■ Stored dataset items:

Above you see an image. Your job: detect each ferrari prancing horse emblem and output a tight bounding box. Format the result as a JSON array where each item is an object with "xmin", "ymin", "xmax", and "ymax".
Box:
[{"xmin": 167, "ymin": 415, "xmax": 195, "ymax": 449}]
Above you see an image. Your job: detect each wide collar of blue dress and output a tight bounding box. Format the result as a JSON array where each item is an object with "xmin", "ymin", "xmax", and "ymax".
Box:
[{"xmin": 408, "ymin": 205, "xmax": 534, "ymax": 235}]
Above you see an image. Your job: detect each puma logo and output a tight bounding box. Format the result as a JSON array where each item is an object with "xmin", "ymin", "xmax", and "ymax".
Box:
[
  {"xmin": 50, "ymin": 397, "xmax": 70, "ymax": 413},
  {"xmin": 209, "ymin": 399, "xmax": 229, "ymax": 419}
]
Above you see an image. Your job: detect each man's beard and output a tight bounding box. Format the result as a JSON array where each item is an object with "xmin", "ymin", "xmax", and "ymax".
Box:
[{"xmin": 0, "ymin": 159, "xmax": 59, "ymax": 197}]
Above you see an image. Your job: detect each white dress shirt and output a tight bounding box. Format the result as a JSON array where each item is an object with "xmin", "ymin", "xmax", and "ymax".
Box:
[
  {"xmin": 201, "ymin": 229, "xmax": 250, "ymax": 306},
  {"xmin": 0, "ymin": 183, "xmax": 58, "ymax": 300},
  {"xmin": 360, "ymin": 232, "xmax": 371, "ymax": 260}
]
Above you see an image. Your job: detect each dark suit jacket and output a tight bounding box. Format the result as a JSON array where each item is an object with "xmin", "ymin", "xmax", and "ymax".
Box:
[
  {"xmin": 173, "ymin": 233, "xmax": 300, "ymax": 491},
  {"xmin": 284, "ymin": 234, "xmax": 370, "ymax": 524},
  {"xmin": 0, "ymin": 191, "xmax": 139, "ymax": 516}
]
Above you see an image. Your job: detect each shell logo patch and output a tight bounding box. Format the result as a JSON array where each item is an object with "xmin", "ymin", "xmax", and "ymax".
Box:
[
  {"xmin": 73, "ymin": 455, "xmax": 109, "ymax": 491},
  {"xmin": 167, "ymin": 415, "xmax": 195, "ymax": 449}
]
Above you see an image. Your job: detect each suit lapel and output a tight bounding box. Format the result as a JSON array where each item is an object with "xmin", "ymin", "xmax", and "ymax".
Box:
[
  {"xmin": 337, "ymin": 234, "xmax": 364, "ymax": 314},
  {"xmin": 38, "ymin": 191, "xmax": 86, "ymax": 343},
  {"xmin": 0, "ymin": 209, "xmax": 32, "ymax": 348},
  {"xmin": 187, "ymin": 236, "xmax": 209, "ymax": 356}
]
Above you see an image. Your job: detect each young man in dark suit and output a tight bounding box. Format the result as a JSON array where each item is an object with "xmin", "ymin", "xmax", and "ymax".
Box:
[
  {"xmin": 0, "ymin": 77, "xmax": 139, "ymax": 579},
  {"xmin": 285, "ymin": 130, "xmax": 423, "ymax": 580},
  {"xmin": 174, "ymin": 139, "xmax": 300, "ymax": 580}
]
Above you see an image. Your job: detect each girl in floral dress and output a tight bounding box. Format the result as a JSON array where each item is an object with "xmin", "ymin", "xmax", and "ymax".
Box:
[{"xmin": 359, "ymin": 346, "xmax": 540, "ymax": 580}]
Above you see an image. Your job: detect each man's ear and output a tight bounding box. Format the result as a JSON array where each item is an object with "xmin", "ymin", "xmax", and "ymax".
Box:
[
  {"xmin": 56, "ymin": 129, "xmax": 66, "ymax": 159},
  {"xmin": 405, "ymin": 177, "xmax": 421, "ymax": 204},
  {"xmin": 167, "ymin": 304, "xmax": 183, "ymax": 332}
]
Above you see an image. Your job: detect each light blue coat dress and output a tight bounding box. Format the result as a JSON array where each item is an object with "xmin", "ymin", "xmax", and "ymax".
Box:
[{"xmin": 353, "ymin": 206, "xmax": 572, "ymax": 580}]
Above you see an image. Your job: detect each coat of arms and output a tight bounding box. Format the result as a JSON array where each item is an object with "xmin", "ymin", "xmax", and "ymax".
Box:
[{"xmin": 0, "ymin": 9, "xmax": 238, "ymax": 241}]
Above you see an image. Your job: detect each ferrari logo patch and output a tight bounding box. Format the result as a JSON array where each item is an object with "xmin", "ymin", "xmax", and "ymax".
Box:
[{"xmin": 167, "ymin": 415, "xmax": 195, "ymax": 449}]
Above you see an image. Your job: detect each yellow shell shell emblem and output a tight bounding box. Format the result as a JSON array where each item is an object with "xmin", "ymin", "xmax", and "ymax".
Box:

■ Task statement: State how many lines of the material above contain the string "logo". Case counts, and the reply should be the number alone.

■ Problem solution: 3